• CONSIGNES DE L'EXERCICE
Poursuivez l'article sur la conférence de l'Université Saint-Joseph consacrée aux relations internationales après les révolutions arabes, en reprenant juste après sa dernière phrase.

L'Institut des sciences-politiques de l'Université Saint-Joseph a organisé, les 14 et 15 avril 2016, une conférence internationale sur le thème : « Repenser les relations internationales après les révolutions arabes ». Cet événement exceptionnel, regroupant une trentaine d'intervenants, a donné lieu à de multiples débats, d'une qualité assez remarquable, sur les questions de l'interventionnisme, de la guerre globale contre le terrorisme, de l'islamisme et des contre-révolutions arabes.
L'un des débats les plus intéressants s'est porté sur la question de l'identité de l'État islamique (EI), sur les raisons de son succès, les motivations des candidats au jihad et la meilleure façon de combattre cette organisation terroriste. Pour rendre compte de ce débat, L'Orient-Le Jour a rencontré Mohammad-Mahmoud Ould Mohamedou et Olivier Roy. Le premier est directeur adjoint et doyen académique du Centre de politique de sécurité de Genève (GCSP) et professeur à l'Institut des hautes études internationales et du développement à Genève et à Sciences-Po Paris. Le second est professeur à l'Institut européen universitaire de Florence et directeur du programme Religio West. Au lendemain des attentats du 13 novembre, M. Roy a défendu, dans les colonnes du journal Le Monde, l'idée que ces événements étaient la conséquence d'une « islamisation de la radicalité », reprenant ainsi l'expression de l'anthropologue Alain Bertho. Cela lui a valu de nombreuses critiques de la part de ses collègues, à l'instar de Gilles Kepel, qui défend pour sa part l'idée que l'engagement jihadiste est une conséquence de la radicalisation de l'islam.

• MATÉRIEL RECUEILLI
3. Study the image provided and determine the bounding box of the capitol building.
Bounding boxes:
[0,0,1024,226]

• RÉSULTAT DE L'EXERCICE
Estimant que ce débat est limité face à la la montée en puissance de l'État islamique, M. Ould Mohamedou appelle à une analyse plurielle prenant en compte le principe de subsidiarité.
Première partie aujourd'hui de ce débat, brûlant d'actualité, avec l'interview de M. Ould Mohamedou.
Dans quelle mesure l'État islamique s'inscrit-il dans une logique de continuité par rapport à el-Qaëda ?
Le monde se réveille, les médias s'intéressent et les experts se redéploient, lorsque Mossoul tombe en juin 2014 et que, tout d'un coup, on découvre l'acronyme « Isis/EI ». Dès lors, on oublie el-Qaëda et on décrète que cette organisation, qu'on a étudiée pendant 15 ans, est derechef passée de mode. Mais « passée de mode » ne veut rien dire fondamentalement, puisque précisément la violence enfantée par el-Qaëda a été remise à jour et transcendée par l'EI. L'EI a certes donné un coup de vieux à el-Qaëda. Mais l'EI s'inscrit d'abord dans une logique de continuité au niveau de l'inspiration et non au niveau de son mode opératoire, par rapport à el-Qaëda. De nombreuses vidéos de l'EI rendent hommage à Ben Laden et Zarkaoui (Abou Moussab el-Zarkaoui était responsable de la branche d'el-Qaëda en Irak) qui représentent la double matrice du mouvement. Ben Laden est la figure référentielle aux niveaux philosophique, politique et religieux. Zarkaoui est la figure référentielle au niveau du mode opératoire, de la violence, de la militarisation. Mais c'est également lui, le Jordanien, qui a contribué à faire de l'Irak une place centrale pour el-Qaëda.
Mais, dans le même temps, l'État islamique critique l'actuel leader d'el-Qaëda, Ayman el-Zawahiri...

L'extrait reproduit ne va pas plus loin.